> [REQUIREMENTS]: Which lines in the entries below contain the word "mountain"? Report each such line in full.

=== SOURCE MATERIAL ===

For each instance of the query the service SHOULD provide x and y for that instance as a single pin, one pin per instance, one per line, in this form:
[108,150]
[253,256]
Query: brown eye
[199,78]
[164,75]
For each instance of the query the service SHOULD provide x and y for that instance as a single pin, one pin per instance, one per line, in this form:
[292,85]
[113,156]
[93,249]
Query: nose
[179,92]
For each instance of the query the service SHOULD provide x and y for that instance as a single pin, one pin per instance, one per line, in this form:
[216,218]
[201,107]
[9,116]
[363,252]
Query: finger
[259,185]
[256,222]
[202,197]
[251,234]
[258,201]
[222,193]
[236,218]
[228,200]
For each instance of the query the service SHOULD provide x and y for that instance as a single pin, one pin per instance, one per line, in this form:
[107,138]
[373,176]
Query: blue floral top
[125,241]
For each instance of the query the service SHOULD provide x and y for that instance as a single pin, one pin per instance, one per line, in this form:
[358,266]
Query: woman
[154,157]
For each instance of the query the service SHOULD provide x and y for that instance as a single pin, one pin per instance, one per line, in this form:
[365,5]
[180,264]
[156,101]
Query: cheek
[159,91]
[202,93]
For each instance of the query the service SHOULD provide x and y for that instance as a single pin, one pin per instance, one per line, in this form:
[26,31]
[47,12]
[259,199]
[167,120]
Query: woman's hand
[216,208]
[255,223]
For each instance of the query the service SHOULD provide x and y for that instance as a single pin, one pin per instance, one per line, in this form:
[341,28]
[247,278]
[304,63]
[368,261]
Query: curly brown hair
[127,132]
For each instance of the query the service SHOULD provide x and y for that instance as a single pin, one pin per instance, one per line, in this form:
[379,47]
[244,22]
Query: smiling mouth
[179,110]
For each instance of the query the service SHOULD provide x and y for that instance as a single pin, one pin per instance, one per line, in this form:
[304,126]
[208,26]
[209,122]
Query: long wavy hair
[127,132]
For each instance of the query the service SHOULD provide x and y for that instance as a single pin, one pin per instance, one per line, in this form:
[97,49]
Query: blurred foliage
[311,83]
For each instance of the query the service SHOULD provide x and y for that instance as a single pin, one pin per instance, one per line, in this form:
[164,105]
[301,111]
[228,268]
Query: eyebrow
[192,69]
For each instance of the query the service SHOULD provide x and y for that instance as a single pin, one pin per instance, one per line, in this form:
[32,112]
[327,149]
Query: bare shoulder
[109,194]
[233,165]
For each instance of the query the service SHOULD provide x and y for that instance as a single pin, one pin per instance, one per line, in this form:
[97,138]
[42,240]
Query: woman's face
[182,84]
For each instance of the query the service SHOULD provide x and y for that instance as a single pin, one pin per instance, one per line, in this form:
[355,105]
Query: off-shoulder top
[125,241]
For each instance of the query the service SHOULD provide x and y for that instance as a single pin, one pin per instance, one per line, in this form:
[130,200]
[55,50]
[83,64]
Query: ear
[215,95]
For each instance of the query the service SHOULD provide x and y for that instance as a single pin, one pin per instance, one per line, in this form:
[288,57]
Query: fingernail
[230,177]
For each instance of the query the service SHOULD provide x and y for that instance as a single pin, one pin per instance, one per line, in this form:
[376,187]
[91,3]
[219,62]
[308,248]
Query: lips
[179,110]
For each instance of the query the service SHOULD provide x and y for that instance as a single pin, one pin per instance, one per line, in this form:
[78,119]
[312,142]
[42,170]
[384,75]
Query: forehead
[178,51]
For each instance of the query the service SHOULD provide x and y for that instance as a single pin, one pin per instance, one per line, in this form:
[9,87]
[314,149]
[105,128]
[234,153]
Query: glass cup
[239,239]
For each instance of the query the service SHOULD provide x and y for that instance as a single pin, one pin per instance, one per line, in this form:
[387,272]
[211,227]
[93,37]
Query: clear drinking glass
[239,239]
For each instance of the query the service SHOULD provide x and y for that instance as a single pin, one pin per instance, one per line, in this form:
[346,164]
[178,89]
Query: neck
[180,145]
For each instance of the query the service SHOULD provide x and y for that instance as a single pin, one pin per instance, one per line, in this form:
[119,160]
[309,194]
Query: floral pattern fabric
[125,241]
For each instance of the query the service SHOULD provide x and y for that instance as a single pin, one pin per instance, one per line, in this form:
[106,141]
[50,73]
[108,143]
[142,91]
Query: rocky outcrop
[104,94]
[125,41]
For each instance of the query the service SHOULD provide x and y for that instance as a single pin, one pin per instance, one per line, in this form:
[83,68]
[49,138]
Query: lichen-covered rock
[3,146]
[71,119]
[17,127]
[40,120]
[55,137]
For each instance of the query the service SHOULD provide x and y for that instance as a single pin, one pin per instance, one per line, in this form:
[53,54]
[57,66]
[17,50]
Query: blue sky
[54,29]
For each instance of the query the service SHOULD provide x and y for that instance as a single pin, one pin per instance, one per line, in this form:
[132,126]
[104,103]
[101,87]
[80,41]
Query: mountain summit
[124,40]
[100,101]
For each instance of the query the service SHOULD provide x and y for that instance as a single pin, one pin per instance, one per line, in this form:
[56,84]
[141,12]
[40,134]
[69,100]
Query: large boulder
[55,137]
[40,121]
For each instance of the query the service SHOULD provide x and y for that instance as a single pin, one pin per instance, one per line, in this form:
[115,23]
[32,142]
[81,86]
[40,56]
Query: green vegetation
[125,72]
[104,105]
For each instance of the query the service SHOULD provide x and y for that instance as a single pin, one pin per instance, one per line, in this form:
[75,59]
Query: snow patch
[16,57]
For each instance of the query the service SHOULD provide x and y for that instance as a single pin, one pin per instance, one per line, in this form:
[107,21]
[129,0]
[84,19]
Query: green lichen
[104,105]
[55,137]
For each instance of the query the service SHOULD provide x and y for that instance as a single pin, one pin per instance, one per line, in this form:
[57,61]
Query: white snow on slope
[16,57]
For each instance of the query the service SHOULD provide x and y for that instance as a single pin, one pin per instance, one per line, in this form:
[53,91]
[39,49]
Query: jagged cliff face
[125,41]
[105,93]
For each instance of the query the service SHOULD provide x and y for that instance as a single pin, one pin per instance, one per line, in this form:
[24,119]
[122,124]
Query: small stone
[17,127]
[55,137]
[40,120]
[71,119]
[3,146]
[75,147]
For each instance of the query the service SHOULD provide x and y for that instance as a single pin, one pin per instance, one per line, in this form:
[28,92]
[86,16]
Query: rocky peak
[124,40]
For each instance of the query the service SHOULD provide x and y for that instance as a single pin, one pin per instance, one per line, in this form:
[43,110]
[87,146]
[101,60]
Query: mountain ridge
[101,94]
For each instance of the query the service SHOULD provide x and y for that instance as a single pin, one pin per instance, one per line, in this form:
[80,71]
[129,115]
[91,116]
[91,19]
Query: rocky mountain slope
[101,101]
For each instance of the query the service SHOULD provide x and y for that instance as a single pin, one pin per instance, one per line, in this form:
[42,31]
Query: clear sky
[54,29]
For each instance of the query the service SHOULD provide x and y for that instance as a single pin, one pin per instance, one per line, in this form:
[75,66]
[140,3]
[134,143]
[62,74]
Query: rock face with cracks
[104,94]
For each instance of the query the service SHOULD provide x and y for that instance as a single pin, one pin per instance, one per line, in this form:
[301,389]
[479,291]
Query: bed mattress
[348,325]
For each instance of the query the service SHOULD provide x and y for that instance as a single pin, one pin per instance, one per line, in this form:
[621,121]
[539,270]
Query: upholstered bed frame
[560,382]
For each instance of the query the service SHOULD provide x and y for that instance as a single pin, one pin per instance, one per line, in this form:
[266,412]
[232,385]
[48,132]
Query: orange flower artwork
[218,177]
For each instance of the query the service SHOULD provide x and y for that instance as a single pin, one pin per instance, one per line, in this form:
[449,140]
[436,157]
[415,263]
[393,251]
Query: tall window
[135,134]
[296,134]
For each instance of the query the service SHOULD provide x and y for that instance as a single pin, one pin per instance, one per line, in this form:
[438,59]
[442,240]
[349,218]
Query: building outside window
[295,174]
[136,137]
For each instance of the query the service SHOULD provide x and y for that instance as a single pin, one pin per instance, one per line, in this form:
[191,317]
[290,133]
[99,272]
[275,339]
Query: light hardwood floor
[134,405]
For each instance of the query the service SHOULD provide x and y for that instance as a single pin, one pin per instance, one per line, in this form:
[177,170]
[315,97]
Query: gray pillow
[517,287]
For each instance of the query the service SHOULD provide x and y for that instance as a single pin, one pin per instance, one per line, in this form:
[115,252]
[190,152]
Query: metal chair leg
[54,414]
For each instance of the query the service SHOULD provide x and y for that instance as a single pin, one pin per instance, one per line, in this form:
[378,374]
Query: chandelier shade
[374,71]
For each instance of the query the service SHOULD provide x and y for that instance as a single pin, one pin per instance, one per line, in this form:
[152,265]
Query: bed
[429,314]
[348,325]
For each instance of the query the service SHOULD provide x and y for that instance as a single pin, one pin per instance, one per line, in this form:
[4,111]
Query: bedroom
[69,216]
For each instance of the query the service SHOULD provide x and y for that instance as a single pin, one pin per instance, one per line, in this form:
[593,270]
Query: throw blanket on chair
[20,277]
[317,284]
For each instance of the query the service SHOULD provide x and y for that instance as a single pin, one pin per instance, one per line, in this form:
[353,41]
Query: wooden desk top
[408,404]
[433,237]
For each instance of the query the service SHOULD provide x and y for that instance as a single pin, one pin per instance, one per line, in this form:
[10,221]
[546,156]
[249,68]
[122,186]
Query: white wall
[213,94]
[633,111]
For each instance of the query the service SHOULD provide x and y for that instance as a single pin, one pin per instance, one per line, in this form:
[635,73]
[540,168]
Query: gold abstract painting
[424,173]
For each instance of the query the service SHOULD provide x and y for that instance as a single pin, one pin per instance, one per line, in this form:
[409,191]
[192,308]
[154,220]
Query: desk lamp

===

> [COMPLETED EXERCISE]:
Query: mountain summit
Query: mountain ridge
Query: rocky mountain slope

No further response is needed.